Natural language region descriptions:
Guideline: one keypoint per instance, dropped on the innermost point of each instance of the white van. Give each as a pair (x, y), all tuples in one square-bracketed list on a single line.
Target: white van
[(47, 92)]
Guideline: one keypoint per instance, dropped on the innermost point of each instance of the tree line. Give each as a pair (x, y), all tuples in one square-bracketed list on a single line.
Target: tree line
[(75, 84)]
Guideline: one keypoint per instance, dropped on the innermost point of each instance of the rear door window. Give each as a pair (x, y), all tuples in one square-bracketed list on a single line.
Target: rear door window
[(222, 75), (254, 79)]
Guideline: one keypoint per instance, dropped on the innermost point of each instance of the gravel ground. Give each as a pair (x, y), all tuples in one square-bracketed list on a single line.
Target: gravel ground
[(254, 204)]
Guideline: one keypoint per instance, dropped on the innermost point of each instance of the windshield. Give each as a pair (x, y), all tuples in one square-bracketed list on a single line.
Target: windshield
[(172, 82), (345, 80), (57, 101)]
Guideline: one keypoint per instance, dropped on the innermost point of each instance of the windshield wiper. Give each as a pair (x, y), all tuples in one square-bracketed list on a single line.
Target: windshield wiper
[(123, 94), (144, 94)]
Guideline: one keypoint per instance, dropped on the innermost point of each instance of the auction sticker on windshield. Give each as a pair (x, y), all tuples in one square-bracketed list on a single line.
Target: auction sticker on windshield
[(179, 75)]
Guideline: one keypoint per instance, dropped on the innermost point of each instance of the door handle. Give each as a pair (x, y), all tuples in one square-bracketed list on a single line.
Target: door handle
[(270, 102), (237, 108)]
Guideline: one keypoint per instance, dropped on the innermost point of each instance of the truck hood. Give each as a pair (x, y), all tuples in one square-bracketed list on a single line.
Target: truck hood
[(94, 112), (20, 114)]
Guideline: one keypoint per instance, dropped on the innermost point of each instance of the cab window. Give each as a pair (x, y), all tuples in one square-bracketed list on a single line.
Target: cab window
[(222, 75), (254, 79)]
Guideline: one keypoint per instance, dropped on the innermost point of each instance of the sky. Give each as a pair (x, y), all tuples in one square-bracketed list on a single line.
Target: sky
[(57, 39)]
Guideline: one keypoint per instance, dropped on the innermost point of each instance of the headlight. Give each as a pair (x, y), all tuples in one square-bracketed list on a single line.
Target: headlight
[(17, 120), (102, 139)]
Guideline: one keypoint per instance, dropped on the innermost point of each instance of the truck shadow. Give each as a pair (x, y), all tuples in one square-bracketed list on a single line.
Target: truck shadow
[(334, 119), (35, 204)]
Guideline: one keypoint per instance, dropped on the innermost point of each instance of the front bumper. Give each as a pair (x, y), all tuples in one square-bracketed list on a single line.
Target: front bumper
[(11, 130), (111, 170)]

Task:
Print, from the entries above, the line with "the windshield wiper.", the line with "of the headlight." and all lines between them, exactly and with nothing else.

Exercise solution:
Guideline: one keypoint per instance, dropped on the innermost point of each instance of the windshield wiper. Give each as a pair (x, y), all tuples in one square-bracketed list on a single line.
Target: windshield wiper
[(123, 94), (144, 94)]
Guideline: one keypoint per instance, dropped on the innermost point of each instance of the auction sticker on windshield. Give each as a pair (x, y), all tuples in one square-bracketed list on a single line.
Target: auction sticker on windshield
[(179, 75)]
Guideline: one keypoint per instance, dropped on the innermost point of each instance of the door handle. Give each as a pair (x, y), all tuples in one square-bracketed list on a single line.
Target: door handle
[(270, 102), (237, 108)]
Guideline: one keypoint per instance, dropped on the innermost point of each instance of the truck hood. Give each as a pair (x, y), all tuples in one square-bracketed list on a single line.
Target: truck hood
[(94, 112), (20, 114)]
Guideline: one keypoint per instance, dropped on the innermost point of each instance of the cab window. Give each as a pair (x, y), all tuples in one square-bracketed list on a single line.
Target: cab window
[(222, 75), (254, 79)]
Guideline: one keypoint per instance, dropped on the innermost point of each instance of the sky. Give each as a pair (x, y), all tuples in one square-bracketed list on a single line.
Target: sky
[(57, 39)]
Guideline: one keypoint per instance, dropped on the innermost point of each instance of the headlight. Give each as a pair (x, y), all tuples in one square-bracketed list on a single line.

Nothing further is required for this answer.